[A block of data]
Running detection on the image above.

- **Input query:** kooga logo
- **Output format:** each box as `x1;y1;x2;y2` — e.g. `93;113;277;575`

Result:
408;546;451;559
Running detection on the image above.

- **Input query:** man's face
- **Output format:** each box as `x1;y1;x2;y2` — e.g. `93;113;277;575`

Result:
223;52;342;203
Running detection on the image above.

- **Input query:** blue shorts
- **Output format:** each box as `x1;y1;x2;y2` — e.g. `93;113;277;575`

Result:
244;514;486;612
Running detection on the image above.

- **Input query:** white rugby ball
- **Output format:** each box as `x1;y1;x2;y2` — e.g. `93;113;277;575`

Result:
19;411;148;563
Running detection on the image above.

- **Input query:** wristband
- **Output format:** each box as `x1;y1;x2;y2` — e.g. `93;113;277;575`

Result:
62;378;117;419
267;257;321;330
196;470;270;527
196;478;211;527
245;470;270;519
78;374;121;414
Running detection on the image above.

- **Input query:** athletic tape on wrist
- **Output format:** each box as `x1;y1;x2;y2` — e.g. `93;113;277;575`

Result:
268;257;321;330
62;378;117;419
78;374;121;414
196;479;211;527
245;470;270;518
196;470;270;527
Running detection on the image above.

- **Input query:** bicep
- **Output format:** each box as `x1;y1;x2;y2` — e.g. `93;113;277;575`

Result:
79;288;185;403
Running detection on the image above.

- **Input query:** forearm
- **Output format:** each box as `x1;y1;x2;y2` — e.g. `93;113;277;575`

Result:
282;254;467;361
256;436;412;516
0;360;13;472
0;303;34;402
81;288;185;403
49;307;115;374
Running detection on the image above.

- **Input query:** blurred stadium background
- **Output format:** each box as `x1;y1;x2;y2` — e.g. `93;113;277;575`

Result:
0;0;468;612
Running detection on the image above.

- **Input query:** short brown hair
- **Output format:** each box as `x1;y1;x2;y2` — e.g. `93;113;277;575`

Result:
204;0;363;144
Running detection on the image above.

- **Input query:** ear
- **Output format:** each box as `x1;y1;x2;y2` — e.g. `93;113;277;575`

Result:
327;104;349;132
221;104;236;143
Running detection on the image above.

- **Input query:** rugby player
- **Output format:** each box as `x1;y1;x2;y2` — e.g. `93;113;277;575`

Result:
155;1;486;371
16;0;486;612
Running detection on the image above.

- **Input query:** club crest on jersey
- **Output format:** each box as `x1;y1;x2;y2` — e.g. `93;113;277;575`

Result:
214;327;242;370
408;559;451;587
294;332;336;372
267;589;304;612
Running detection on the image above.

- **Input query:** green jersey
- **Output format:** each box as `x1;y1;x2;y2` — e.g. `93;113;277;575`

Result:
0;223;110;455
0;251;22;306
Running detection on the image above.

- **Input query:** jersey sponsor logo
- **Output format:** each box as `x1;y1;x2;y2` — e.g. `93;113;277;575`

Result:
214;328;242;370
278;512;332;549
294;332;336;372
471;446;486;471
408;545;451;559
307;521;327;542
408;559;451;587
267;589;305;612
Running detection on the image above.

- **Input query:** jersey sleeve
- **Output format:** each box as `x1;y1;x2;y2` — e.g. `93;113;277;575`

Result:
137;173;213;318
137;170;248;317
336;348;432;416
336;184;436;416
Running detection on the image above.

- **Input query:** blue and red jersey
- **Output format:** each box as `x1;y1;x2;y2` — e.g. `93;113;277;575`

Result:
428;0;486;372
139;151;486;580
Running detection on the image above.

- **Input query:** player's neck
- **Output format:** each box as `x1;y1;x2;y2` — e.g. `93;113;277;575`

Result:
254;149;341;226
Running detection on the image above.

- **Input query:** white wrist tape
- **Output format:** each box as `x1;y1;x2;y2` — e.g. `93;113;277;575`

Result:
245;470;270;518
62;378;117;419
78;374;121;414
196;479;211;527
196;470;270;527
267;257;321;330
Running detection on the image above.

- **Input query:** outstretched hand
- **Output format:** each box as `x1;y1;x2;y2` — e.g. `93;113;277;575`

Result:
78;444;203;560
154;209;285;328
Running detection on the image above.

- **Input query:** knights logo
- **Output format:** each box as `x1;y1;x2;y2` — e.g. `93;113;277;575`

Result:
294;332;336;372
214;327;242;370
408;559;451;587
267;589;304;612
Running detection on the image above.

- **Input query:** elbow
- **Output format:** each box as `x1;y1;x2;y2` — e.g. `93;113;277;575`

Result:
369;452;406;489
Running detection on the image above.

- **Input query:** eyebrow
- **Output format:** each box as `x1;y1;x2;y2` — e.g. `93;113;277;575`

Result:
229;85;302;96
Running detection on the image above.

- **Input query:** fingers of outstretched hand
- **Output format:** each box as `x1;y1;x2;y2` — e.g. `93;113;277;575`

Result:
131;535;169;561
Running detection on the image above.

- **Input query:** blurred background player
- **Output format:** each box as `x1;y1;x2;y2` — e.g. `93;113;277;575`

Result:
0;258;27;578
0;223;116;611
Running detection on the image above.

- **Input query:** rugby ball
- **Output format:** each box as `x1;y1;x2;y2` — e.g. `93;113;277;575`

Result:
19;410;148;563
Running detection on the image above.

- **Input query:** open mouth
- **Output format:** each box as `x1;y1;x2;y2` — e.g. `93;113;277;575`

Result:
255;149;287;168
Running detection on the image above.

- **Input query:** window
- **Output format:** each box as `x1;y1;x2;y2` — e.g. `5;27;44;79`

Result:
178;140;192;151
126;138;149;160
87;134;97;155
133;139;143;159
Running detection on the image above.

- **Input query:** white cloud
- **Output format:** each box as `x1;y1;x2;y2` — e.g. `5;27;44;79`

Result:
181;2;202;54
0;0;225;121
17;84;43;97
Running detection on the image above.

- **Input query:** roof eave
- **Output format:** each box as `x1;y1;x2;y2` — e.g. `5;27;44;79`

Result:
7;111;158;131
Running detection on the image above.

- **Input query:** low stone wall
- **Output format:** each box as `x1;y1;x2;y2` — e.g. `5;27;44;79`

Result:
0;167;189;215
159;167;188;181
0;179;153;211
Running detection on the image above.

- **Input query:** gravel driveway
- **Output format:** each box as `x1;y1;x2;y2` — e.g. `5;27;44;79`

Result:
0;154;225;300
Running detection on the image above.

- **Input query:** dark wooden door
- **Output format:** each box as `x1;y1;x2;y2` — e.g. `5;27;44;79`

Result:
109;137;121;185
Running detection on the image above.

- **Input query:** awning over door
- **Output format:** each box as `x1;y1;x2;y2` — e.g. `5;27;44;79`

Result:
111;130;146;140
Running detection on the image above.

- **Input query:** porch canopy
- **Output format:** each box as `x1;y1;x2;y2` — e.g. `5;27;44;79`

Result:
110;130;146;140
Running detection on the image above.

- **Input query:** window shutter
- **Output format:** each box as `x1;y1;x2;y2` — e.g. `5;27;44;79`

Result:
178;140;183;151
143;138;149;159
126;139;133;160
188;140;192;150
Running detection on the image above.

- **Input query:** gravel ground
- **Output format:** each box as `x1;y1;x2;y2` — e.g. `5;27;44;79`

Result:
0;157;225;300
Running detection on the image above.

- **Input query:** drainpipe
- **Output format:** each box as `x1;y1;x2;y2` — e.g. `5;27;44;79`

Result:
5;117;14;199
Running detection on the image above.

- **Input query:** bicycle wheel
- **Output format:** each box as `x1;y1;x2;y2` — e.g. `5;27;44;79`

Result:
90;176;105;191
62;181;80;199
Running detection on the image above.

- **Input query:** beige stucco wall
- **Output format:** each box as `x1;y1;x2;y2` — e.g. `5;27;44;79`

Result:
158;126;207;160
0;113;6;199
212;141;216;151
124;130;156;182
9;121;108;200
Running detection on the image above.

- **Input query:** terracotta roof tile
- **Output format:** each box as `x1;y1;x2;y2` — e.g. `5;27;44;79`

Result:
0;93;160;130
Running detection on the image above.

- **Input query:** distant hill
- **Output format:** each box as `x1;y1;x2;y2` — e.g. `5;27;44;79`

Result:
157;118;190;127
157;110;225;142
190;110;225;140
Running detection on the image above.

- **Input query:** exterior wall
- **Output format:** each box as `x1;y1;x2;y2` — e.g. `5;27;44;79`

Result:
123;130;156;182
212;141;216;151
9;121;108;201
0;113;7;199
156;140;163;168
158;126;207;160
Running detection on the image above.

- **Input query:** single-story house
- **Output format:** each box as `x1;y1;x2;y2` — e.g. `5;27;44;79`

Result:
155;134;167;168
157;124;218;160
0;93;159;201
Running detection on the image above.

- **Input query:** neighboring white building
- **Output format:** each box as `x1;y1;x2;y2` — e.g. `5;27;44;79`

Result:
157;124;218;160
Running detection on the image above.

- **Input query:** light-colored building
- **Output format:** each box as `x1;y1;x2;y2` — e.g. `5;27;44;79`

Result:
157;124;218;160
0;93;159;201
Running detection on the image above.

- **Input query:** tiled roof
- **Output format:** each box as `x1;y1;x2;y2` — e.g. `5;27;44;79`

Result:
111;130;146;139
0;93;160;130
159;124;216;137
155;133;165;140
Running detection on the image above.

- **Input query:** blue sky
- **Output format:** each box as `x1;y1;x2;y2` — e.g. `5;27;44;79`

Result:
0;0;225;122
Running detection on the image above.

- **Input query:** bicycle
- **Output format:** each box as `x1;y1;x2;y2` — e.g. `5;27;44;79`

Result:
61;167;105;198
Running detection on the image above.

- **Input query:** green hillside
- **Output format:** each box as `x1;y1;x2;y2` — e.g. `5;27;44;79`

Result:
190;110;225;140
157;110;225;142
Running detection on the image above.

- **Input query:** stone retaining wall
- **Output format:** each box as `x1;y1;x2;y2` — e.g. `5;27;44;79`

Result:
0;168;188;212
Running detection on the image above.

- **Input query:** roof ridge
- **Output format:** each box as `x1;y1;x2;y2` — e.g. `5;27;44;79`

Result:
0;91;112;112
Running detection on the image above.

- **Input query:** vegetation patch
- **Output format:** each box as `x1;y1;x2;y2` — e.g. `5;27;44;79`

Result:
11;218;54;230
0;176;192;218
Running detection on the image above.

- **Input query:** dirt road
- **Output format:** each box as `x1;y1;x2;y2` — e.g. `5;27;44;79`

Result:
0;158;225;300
* * *
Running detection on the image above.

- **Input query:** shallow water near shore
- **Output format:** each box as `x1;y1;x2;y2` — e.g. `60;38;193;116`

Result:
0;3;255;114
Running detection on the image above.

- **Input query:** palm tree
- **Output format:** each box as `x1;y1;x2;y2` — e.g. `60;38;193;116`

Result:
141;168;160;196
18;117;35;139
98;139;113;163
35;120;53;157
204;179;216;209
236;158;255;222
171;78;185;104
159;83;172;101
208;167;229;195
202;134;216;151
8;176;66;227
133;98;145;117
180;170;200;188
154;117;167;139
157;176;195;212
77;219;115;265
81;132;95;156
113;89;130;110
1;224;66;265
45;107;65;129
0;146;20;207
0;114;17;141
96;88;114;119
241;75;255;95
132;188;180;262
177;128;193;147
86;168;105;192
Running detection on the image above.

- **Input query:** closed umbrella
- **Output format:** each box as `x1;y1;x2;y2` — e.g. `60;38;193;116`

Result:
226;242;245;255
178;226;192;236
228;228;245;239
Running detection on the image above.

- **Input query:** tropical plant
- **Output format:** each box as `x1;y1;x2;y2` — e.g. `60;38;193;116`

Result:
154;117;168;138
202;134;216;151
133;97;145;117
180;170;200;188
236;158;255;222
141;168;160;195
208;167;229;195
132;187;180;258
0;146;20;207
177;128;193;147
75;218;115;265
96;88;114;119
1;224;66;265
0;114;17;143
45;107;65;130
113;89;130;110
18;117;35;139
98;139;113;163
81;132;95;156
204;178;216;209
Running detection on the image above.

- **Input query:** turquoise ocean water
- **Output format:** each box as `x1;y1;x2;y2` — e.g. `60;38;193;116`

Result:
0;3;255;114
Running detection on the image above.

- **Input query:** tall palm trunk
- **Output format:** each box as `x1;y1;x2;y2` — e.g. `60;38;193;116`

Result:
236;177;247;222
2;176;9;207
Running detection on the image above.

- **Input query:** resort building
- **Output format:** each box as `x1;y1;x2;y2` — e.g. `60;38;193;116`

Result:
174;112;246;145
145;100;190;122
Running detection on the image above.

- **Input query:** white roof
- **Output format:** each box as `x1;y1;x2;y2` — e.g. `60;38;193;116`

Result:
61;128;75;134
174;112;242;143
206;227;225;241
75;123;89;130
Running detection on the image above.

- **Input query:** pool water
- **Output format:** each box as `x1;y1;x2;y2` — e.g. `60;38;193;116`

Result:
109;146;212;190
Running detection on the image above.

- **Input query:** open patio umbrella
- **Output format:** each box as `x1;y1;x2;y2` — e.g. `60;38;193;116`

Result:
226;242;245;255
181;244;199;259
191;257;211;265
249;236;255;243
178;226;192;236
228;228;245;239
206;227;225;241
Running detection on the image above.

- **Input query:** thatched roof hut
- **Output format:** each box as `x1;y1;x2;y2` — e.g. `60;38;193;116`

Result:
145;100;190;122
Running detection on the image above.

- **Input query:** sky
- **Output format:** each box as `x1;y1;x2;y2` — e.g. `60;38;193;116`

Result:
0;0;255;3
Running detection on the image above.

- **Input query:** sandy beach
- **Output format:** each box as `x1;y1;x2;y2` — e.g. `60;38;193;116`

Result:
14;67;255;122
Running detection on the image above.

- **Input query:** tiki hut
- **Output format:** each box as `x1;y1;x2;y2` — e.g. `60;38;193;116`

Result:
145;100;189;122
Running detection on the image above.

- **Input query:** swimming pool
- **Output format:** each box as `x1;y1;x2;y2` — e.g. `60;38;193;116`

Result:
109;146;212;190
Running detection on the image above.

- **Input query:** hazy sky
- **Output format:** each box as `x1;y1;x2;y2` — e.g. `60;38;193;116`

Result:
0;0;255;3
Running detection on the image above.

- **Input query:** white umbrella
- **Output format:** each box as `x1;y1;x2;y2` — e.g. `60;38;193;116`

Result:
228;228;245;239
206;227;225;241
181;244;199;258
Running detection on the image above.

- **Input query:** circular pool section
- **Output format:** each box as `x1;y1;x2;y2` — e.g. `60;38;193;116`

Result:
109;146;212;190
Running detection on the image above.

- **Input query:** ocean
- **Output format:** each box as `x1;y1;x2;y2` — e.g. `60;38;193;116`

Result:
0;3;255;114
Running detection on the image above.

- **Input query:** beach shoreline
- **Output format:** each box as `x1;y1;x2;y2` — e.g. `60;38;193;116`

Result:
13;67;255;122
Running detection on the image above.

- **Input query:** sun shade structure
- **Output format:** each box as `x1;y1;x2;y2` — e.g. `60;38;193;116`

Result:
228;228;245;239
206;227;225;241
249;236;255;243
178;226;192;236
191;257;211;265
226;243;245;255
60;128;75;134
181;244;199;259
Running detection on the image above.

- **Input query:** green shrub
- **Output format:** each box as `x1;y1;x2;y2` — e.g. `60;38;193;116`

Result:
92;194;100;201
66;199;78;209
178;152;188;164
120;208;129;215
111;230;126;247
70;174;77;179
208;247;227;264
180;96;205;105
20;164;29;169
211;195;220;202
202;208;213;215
---
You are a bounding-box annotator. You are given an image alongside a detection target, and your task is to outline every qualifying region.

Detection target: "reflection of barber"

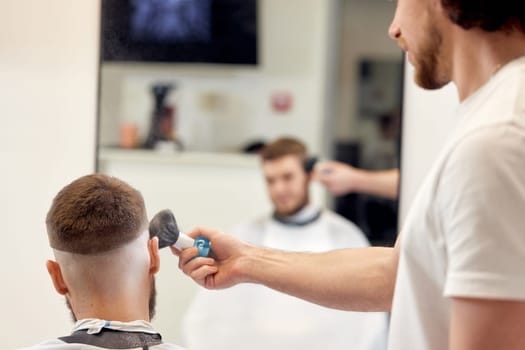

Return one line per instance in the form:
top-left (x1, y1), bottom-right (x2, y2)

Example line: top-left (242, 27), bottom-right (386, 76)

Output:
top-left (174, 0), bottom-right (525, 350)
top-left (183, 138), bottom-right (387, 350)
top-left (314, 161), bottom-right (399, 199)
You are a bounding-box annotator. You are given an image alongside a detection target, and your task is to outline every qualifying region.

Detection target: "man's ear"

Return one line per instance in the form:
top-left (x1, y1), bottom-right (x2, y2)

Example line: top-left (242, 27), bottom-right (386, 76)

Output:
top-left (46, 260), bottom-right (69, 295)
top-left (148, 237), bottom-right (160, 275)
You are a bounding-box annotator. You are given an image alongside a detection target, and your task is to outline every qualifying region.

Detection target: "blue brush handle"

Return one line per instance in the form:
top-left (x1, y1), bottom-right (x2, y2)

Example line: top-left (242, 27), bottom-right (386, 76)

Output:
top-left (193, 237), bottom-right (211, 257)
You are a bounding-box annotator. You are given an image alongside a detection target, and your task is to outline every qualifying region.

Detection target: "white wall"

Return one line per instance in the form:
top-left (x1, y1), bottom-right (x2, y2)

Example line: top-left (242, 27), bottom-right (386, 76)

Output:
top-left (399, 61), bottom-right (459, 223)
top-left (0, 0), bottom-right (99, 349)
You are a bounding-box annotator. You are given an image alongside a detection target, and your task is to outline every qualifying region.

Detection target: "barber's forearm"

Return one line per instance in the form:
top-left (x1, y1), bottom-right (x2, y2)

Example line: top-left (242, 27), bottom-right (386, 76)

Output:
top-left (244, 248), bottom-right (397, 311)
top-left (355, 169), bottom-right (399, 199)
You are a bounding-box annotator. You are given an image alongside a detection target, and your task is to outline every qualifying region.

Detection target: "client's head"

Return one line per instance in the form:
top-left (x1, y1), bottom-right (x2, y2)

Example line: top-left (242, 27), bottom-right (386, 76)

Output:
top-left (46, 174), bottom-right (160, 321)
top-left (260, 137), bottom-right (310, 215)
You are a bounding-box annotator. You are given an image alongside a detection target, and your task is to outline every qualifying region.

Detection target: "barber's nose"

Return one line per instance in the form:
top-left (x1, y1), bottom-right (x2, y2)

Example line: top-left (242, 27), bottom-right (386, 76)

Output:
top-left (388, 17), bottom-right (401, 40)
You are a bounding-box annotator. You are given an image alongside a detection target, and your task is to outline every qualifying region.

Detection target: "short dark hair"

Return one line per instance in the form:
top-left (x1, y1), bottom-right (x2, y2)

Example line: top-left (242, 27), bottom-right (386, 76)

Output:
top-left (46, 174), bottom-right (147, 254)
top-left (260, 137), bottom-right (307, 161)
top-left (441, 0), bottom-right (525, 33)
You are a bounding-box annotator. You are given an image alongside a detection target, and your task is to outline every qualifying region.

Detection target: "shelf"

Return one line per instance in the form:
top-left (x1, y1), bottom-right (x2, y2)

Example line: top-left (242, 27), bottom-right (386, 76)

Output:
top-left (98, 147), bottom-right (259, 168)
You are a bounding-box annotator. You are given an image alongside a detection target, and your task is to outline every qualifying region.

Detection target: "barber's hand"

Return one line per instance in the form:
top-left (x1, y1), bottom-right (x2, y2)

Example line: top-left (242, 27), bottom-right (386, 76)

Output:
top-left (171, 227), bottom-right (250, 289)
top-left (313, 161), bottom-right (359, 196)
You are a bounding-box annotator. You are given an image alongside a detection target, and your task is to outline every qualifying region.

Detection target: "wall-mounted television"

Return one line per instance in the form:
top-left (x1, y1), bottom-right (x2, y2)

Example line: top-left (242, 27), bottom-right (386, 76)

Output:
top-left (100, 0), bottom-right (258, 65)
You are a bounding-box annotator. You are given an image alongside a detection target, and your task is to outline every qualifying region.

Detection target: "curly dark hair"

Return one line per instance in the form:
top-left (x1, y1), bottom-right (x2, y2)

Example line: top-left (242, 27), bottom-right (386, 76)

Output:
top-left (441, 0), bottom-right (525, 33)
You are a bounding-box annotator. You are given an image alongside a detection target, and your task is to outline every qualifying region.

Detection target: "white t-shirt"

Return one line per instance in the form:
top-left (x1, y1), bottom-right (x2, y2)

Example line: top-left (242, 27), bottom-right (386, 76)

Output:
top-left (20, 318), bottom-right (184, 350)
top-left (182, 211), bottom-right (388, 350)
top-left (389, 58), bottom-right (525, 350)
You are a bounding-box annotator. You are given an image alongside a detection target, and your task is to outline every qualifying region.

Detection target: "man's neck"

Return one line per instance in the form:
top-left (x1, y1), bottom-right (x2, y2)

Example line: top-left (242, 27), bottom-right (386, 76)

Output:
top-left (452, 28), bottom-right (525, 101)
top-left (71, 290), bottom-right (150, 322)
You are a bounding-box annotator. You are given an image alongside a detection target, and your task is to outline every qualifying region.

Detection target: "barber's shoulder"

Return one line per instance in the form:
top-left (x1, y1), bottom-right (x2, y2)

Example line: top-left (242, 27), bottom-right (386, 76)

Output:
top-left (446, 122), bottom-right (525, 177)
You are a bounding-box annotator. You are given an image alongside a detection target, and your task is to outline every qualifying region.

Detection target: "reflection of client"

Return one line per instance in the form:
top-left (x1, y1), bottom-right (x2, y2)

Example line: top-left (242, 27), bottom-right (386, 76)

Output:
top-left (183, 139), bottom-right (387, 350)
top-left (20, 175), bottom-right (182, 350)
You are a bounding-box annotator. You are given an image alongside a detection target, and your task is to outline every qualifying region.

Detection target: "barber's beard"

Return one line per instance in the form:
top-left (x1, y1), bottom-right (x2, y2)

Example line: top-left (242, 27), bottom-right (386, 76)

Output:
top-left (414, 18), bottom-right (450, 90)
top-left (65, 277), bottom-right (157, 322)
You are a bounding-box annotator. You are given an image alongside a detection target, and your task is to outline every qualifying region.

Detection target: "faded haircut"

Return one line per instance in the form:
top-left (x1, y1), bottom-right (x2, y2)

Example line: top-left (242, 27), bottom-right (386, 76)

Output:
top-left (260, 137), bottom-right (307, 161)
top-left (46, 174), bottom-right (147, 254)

Do this - Find every line in the items that contains the string "blurred" and copy each of those lines out, treating uppercase and lowercase letters as different.

Response to this task -
- **Input query:** blurred stadium background
- **Input query:** blurred background player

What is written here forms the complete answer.